- _Exercise description_: Your task is to extract the lines from the one holding "Expected: for each instance of the bride's hand" through the end of the material. Set them down exactly and add nothing.

- _Material shown_:
· · · · · · ·

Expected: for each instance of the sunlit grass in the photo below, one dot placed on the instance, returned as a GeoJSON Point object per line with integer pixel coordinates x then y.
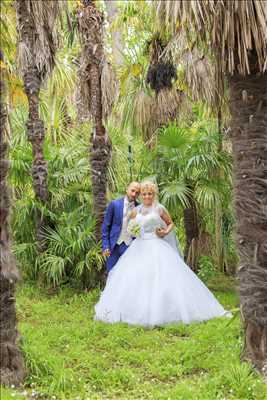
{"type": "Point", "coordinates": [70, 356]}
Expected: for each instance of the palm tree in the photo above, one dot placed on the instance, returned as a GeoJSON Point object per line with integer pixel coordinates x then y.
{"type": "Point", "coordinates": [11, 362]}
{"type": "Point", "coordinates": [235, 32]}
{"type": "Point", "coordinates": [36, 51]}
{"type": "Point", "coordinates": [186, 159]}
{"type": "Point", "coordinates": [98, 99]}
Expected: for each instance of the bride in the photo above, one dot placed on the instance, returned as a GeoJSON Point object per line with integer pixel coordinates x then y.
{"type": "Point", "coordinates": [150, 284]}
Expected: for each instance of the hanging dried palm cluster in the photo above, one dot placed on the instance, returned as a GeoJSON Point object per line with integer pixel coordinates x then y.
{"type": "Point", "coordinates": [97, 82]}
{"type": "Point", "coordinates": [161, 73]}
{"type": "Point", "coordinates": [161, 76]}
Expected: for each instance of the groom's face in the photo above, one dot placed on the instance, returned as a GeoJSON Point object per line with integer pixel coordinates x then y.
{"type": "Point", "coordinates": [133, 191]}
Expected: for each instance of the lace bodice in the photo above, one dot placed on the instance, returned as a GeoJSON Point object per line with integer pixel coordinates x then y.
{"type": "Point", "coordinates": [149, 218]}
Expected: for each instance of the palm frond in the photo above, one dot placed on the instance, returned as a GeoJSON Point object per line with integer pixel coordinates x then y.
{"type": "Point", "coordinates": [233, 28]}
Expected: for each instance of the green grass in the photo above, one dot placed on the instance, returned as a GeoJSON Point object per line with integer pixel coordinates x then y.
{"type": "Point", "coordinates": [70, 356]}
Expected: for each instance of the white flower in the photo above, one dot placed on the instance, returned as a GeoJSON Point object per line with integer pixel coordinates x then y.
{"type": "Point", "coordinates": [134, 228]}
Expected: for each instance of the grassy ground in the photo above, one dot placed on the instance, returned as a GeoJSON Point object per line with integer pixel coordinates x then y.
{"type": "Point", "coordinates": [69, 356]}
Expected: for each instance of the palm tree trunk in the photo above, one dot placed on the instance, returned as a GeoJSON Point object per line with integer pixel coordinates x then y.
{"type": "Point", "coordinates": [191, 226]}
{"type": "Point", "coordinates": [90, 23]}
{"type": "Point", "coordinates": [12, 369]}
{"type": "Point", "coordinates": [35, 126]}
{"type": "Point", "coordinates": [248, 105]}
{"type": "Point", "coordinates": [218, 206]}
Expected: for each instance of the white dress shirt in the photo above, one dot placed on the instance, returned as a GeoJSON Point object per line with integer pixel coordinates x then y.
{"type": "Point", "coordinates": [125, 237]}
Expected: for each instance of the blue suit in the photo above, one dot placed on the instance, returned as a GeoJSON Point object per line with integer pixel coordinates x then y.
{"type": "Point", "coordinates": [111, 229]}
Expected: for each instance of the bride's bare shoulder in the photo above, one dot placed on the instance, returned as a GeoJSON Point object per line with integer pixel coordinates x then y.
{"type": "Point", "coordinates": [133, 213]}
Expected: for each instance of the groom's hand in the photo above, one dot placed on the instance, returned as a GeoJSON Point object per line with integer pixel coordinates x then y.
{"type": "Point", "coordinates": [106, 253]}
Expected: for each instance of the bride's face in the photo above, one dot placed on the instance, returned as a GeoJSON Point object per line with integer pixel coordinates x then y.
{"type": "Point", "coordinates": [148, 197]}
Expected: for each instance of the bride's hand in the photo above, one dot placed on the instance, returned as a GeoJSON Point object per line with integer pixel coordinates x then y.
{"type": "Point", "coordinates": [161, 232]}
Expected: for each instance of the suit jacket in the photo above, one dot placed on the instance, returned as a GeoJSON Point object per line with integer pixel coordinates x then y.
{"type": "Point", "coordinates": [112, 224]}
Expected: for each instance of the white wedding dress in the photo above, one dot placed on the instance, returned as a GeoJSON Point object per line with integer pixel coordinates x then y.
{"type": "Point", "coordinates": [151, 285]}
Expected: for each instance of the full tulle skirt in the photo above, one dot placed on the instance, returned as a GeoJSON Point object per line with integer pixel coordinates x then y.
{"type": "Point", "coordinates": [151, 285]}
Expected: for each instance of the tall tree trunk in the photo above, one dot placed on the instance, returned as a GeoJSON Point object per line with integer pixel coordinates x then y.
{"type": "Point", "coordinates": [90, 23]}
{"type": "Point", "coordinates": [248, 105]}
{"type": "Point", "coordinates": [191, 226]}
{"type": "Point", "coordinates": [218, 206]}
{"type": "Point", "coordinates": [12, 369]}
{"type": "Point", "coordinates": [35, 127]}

· · · · · · ·

- _Complete output_:
Expected: for each instance of the bride's hand in the photo above, one dot placed on the instance, returned as a GeoJSON Point object per line with integer pixel coordinates x then y.
{"type": "Point", "coordinates": [161, 232]}
Expected: for each instance of the suit jacket in the photo above, one dot placed on the instance, returned as a GeoJSON Point object per line with integer pixel coordinates x then y.
{"type": "Point", "coordinates": [112, 224]}
Expected: for each instance of the white wedding dress in the photo above, one dot placed on the instance, returned as a GeoJSON Point object per line with integer pixel coordinates x then y.
{"type": "Point", "coordinates": [151, 285]}
Expected: for each instance of the full tulle skirt in the photo above, one dot placed on the instance, returned as a GeoJSON Point object per line with integer pixel coordinates x then y.
{"type": "Point", "coordinates": [151, 285]}
Expected: for each instance of the tall tree trunk in the photo above, one dot placed on the instance, returned as a GeoJSON Point object per line with integer pixel coordinates x then y.
{"type": "Point", "coordinates": [90, 23]}
{"type": "Point", "coordinates": [248, 105]}
{"type": "Point", "coordinates": [191, 226]}
{"type": "Point", "coordinates": [218, 206]}
{"type": "Point", "coordinates": [12, 369]}
{"type": "Point", "coordinates": [35, 127]}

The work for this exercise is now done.